● **Records shown**
______
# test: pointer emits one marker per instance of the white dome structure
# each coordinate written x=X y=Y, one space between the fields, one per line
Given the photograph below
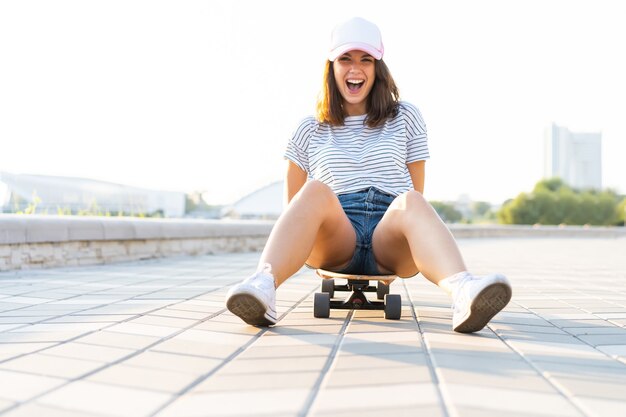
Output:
x=51 y=193
x=264 y=203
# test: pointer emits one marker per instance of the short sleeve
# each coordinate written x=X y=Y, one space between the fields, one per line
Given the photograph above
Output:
x=417 y=138
x=298 y=145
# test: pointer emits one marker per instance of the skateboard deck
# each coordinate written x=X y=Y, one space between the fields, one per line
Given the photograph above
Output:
x=386 y=279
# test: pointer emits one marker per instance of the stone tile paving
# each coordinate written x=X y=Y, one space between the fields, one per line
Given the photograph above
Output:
x=153 y=339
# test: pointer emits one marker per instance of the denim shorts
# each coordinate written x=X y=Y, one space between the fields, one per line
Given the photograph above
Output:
x=364 y=209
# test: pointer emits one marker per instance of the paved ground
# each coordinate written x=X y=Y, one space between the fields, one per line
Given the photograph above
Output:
x=153 y=339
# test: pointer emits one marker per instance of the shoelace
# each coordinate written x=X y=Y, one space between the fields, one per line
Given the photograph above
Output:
x=460 y=296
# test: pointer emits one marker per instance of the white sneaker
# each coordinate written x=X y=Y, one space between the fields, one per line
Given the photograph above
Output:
x=254 y=299
x=477 y=300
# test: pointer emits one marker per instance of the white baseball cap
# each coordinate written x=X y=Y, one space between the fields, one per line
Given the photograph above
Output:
x=356 y=34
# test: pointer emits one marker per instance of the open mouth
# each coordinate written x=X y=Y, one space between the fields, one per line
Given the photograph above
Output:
x=354 y=85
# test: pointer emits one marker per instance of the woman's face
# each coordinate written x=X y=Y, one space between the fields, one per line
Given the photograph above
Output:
x=355 y=75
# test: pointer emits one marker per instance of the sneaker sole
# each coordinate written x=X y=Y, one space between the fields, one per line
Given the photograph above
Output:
x=249 y=309
x=486 y=304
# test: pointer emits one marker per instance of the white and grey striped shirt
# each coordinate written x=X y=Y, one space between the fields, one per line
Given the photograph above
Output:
x=354 y=156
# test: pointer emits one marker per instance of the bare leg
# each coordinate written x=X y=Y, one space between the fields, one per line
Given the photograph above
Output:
x=411 y=238
x=312 y=229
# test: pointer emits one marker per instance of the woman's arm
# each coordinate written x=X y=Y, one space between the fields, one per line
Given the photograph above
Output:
x=417 y=170
x=294 y=180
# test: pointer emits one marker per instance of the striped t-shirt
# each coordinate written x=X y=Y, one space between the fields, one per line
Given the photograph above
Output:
x=354 y=156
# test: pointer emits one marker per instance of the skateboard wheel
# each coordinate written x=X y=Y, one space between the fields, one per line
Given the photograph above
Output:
x=328 y=285
x=382 y=289
x=393 y=306
x=321 y=305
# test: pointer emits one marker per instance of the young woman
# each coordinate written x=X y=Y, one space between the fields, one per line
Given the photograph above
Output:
x=354 y=185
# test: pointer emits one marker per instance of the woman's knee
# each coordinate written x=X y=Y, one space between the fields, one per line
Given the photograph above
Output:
x=315 y=190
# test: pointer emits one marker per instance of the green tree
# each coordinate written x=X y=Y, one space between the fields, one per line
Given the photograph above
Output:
x=447 y=212
x=553 y=202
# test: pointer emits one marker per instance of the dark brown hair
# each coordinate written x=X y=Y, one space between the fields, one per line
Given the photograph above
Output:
x=382 y=101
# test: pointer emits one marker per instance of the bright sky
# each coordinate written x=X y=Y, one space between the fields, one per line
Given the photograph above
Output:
x=204 y=95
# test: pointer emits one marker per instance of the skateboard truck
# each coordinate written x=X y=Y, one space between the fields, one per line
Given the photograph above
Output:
x=358 y=285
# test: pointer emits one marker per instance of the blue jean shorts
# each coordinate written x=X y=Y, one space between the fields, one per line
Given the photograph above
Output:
x=364 y=209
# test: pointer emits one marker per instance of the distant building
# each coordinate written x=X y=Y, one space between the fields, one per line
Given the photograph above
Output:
x=52 y=194
x=264 y=203
x=576 y=158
______
Begin at the line that has "white baseball cap" in the entries above; stop after the line that has "the skateboard wheel". Transcribe exactly those lines and no others.

# test: pointer emits one marker per instance of the white baseball cap
# each coordinate written x=X y=Y, one space between the fields, one per line
Given the photograph above
Output:
x=356 y=34
# test: pointer emits one marker per instance of the open mouth
# each coordinate written x=X y=Y, one space between the fields, one per line
Given the photograph above
Output:
x=354 y=85
# test: pointer emits one marker per instance of the woman's face
# each coordinate written x=X y=Y, one space between the fields, one per line
Given the photograph above
Output:
x=355 y=75
# test: pointer emits one marker per instance of the sneaker sole
# each coordinate written x=X y=Y, one space between the fields, one per line
Given the photograph above
Output:
x=249 y=309
x=486 y=304
# test: pointer emits one marker per instance of the white and grey striped shirt
# each coordinate written x=X y=Y, one space between the fields, one per line
Given the photograph above
Output:
x=354 y=156
# test: pointer emits one marker per instance of the bare leg
# each coordinate written x=X y=Y, one space between the fields, one per line
Given the photograph above
Output:
x=411 y=238
x=312 y=229
# test: pointer emits one marker per instance of the woman's arm
# each coordinate written x=X y=Y, one space between the fields, one per line
Given the photograph above
Output:
x=417 y=170
x=294 y=180
# test: pointer emits one marker per instance of the striped t-shirt
# each coordinate written x=X y=Y, one space between the fields, one per line
Given the photograph above
Output:
x=354 y=156
# test: pointer emits one marker per instance of the skateboard wheel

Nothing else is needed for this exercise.